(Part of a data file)
————————
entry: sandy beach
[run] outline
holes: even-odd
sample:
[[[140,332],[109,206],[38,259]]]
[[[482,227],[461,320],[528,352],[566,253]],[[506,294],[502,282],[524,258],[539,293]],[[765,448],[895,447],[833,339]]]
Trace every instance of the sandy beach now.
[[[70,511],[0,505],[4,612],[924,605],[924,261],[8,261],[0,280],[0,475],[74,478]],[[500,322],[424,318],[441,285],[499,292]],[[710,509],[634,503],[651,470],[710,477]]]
————————
Repeat the material above exactly.

entry: sandy beach
[run] outline
holes: even-odd
sample:
[[[140,332],[109,206],[38,259]]]
[[[482,227],[461,320],[528,352],[566,253]],[[506,294],[502,282],[524,258],[539,293]],[[765,448],[895,447],[833,339]]]
Trace every instance of the sandy beach now.
[[[70,511],[0,505],[4,612],[924,605],[924,261],[8,261],[0,280],[0,475],[74,478]],[[500,322],[424,318],[441,285],[499,292]],[[710,509],[634,503],[651,470],[710,477]]]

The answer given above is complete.